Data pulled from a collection
'''

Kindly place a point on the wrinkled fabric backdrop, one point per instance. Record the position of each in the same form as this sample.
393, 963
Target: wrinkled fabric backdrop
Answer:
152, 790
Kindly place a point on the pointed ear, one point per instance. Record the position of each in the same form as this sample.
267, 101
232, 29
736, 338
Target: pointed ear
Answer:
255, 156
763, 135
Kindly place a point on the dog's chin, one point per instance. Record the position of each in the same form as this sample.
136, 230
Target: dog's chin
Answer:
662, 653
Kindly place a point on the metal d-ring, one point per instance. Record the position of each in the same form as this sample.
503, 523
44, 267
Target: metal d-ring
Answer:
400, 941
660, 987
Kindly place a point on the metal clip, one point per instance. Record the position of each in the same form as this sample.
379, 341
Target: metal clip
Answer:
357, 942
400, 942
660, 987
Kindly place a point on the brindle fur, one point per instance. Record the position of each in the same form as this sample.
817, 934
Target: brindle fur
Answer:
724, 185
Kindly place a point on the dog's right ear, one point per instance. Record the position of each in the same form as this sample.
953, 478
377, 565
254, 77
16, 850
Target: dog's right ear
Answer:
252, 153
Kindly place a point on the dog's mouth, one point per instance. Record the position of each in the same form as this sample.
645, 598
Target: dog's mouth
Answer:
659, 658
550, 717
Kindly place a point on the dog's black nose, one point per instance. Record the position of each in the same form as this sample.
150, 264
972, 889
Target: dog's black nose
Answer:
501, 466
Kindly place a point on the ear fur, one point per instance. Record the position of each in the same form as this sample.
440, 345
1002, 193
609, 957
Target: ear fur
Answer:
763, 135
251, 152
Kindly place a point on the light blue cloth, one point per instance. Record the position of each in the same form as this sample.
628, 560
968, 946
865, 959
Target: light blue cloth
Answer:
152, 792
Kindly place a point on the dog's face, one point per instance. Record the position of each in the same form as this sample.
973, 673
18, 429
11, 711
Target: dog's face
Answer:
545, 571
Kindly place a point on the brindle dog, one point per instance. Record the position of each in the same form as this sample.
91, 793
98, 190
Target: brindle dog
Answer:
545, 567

'''

# Set problem
Write out only the lines from the one containing "Kindly place a point on the light" through the last line, requests included, resizing each answer coordinate by multiplying it by 2.45 and rounding to a whole number, with halves rounded up. Keep the numbers in the requests and their sample positions unchanged.

# Expected answer
Kindly place a point on the light blue cloth, one point per instance. Record the position of each in the same form as this sample.
628, 560
968, 946
865, 959
Target: light blue cloth
Answer:
372, 1940
Kindly place a point on the dog's face, one point per instance. Record the position of each in the same form as this sample.
973, 673
18, 429
11, 711
Target: dog's face
Answer:
1335, 1399
Kindly place a point on the brindle dog, one point per instance. Record the position of each in the same form as this sample.
91, 793
98, 190
Target: brindle dog
Answer:
1335, 1389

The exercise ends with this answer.